======== 所给文本

Hive 中的血缘关系代码分析

介绍

在构建元数据仓库的时候, 我们常常需要通过实际运行的 HQL 来分析相应的字段血缘关系.

一般的做法是, 我们可以通过利用 antlr库定义 HQL 的语法树, 通过生成相应语音的解析代码. 自行解析语法树.

但是这样带来了几个问题.

血缘关系没有和 Hive MetaStore 结合起来. 实际解析结果只能依赖于 HQL 输入的信息. 没办法对相应的 HQL 完成校验工作
HQL 语法形式多样. 如果自行编写的话, 难以覆盖完全应用场景.

基于以上两个问题, 我们在实际应用中可以复用一部分 hive 中对血缘关系的实现代码. 进行改动. 以完成我们的需求目标.

Hive 中的 lineage 代码实现

接下里我们来看 hive 中的 lineage 是如何实现的. 以下内容基于 hive:rel/release-2.3.4 版本

首先我们找到 org.apache.hadoop.hive.ql.Driver 类, 这个类是实现执行 HQL 的具体类, 包含了关于 compile 和 execute 的相关代码. 这里我们找到代码的 run 方法

// <https://github.com/apache/hive/blob/56acdd2120b9ce6790185c679223b8b5e884aaf2/ql/src/java/org/apache/hadoop/hive/ql/Driver.java#L1235-L1292>
  
public CommandProcessorResponse run(String command, boolean alreadyCompiled)
      throws CommandNeedRetryException {
  CommandProcessorResponse cpr = runInternal(command, alreadyCompiled);
  ...
}

可以看到这里调用了 runInternal 方法. 我们找到相关方法定义

// <https://github.com/apache/hive/blob/56acdd2120b9ce6790185c679223b8b5e884aaf2/ql/src/java/org/apache/hadoop/hive/ql/Driver.java#L1407-L1584>

private CommandProcessorResponse runInternal(String command, boolean alreadyCompiled)
    throws CommandNeedRetryException {
   
    ...
    PerfLogger perfLogger = null;

    int ret;
    if (!alreadyCompiled) {
      // compile internal will automatically reset the perf logger
      ret = compileInternal(command, true);  // 执行编译
      // then we continue to use this perf logger
      perfLogger = SessionState.getPerfLogger();
      if (ret != 0) {
        return createProcessorResponse(ret);
      }
    } else {
      // reuse existing perf logger.
      perfLogger = SessionState.getPerfLogger();
      // Since we're reusing the compiled plan, we need to update its start time for current run
      plan.setQueryStartTime(perfLogger.getStartTime(PerfLogger.DRIVER_RUN));
    }
    // the reason that we set the txn manager for the cxt here is because each
    // query has its own ctx object. The txn mgr is shared across the
    // same instance of Driver, which can run multiple queries.

================

挑战题:
将上文关于 Hive 血缘关系代码的文本中，自“首先我们找到 org.apache.hadoop.hive.ql.Driver 类, 这个类是实现执行”起、至“run(String command, boolean alreadyCompiled)”止的部分逐字照录。

======== 条目

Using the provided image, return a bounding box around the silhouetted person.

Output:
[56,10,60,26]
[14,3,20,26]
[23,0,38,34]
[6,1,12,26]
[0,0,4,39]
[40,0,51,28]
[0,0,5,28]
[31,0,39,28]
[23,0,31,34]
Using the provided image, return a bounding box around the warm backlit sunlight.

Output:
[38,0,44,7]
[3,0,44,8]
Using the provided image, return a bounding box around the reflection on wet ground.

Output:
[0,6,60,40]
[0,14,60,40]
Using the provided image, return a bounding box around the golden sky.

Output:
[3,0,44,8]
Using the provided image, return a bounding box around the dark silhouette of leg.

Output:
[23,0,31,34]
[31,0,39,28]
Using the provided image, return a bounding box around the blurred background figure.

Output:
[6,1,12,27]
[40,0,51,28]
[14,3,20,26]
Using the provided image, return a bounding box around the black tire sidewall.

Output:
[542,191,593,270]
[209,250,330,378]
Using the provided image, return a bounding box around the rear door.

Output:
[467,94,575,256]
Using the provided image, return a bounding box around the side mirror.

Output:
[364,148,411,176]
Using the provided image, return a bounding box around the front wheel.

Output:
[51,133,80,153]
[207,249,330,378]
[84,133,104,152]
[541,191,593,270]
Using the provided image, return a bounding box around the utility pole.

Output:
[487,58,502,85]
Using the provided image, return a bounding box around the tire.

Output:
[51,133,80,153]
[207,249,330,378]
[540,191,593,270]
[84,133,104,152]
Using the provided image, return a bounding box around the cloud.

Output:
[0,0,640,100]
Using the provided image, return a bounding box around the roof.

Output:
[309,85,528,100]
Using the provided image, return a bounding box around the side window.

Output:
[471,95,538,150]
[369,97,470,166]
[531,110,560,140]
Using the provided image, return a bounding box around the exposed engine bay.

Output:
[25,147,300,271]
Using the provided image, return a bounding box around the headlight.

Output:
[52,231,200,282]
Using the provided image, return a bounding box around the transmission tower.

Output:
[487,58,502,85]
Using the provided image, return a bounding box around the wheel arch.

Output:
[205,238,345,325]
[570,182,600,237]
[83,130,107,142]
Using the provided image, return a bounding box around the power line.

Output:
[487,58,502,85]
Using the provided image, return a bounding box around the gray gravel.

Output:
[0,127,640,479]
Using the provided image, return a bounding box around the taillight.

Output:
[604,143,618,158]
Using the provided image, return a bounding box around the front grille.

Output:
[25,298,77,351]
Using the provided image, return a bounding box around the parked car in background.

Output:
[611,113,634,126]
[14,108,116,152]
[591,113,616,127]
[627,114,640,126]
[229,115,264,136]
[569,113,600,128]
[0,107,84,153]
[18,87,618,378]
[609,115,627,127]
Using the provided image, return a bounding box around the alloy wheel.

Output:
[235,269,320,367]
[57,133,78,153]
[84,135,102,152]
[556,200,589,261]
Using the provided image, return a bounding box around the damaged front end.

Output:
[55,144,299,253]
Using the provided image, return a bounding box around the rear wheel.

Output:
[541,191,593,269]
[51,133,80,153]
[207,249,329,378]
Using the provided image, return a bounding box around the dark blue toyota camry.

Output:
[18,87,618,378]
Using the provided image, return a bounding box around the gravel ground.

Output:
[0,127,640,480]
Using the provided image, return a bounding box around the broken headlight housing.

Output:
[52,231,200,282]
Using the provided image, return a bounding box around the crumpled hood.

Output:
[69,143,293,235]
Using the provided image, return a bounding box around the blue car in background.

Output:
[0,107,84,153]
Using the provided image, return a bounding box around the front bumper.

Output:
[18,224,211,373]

================

练习作答:
首先我们找到 org.apache.hadoop.hive.ql.Driver 类, 这个类是实现执行 HQL 的具体类, 包含了关于 compile 和 execute 的相关代码. 这里我们找到代码的 run 方法

// <https://github.com/apache/hive/blob/56acdd2120b9ce6790185c679223b8b5e884aaf2/ql/src/java/org/apache/hadoop/hive/ql/Driver.java#L1235-L1292>
  
public CommandProcessorResponse run(String command, boolean alreadyCompiled)